EXERCISE DETAILS
In the data below, find every line that has the string "molding", and copy it.

(Saved data entries)
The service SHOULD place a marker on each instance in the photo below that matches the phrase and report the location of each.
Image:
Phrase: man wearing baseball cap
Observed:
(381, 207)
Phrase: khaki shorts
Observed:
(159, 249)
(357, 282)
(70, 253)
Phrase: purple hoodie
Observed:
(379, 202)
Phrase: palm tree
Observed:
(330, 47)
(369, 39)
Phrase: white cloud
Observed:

--

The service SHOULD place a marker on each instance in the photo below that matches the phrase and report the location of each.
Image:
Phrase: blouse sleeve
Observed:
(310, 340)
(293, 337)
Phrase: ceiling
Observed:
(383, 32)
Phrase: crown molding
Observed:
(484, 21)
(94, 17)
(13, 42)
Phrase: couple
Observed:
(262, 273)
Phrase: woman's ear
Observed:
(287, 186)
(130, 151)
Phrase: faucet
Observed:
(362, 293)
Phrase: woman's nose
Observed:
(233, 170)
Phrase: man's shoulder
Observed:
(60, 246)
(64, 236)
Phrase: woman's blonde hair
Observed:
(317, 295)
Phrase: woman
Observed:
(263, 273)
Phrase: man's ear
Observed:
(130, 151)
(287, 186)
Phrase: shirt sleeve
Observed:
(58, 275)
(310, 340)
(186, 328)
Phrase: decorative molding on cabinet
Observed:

...

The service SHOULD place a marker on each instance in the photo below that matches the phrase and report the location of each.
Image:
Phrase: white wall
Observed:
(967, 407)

ANSWER SPACE
Phrase: crown molding
Phrase: decorative molding on cabinet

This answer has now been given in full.